PVC, or polyvinyl chloride, is a common type of plastic used in basic plumbing projects such as sprinkler systems. PVC pipe is known for its resistance to corrosion and weather problems, as well as its ease of installation. With a little pipe sealer compound and the right joints, PVC pipes can be set up in many different systems. However, if you want to use PVC with air lines, you may run into problems depending on the type of application you are planning.

  1. Using PVC for Air

    • PVC pipes can be used for air applications, but you should stick to passive systems, especially systems that only need PVC outlets. This means using PVC pipes for exhaust vents in plumbing systems, or for basic air lines needs for venting. Connecting PVC pipes to metal pipes can be problematic, since the two contract and expand at different rates and may lead to cracking over time.

    Compressed Air

    • One of the most common air-based uses for PVC pipe is in compression systems, where the air needs to be blown out with force, often for detail and sanding work. While this may seem like a logical use of lightweight PVC pipe, PVC is not designed for compressed air systems. It is a brittle plastic material, and under compression it has the potential to shatter or crack, which can lead to both danger and damage.

Record extracts =>

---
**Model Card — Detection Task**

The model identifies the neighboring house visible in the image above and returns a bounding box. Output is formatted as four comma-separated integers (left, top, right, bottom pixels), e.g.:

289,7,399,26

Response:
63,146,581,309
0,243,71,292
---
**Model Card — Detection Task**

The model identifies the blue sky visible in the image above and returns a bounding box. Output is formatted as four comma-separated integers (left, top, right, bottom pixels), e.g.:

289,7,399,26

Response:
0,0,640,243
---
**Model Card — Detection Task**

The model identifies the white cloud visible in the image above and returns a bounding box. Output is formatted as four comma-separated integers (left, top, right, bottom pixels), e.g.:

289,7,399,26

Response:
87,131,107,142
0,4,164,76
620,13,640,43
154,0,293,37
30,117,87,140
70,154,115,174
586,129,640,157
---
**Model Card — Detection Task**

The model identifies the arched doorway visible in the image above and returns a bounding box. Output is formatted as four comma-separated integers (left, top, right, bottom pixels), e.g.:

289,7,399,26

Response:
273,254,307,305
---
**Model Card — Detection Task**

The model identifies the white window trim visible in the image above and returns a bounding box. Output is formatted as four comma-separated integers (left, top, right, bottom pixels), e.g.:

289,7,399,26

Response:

Tasks for this exercise =>
(a) Please rewrite the part of the PVC article that opens with the words containing "1. Using PVC" and closes with "cracking over time.", replacing "metal pipes" with "copper pipes".
(b) Using the article on PVC pipe, decide whether each statement agrees with it, and support each yes or no with the deciding words quoted from the text.
(i) PVC pipe resists corrosion.
(ii) PVC is designed for compressed air systems.
(iii) PVC and metal pipes expand and contract at the same rate.
(c) Extend the article on using PVC pipe for air lines, starting after its final sentence.

Solved tasks =>
(a)
1. Using PVC for Air

    • PVC pipes can be used for air applications, but you should stick to passive systems, especially systems that only need PVC outlets. This means using PVC pipes for exhaust vents in plumbing systems, or for basic air lines needs for venting. Connecting PVC pipes to copper pipes can be problematic, since the two contract and expand at different rates and may lead to cracking over time.

(b)
(i) Yes: "PVC pipe is known for its resistance to corrosion and weather problems"
(ii) No: "PVC is not designed for compressed air systems"
(iii) No: "the two contract and expand at different rates"

(c)
    Other PVC Issues

    • PVC is not an ideal air line material in other cases, too. If you are planning on using PVC in an application where you will need to take the pipes apart and replace them frequently, this can wear down the ends of the PVC pipe and lead to bad connections with leaking air (another reason compression systems should not use PVC). Air systems that create frequent vibration can cause similar issues with PVC, even when it is bonded.

    Alternatives

    • The alternatives to PVC piping include many benefits. HDPE (high-density polyethylene) piping, for example, is another plastic option, but has more inherent flexibility than PVC and will not crack or shatter as easily. There are other newer thermoplastics with similar advantages. These will cost more than PVC but may be better suited to air-based applications, especially when dealing with compressed gases.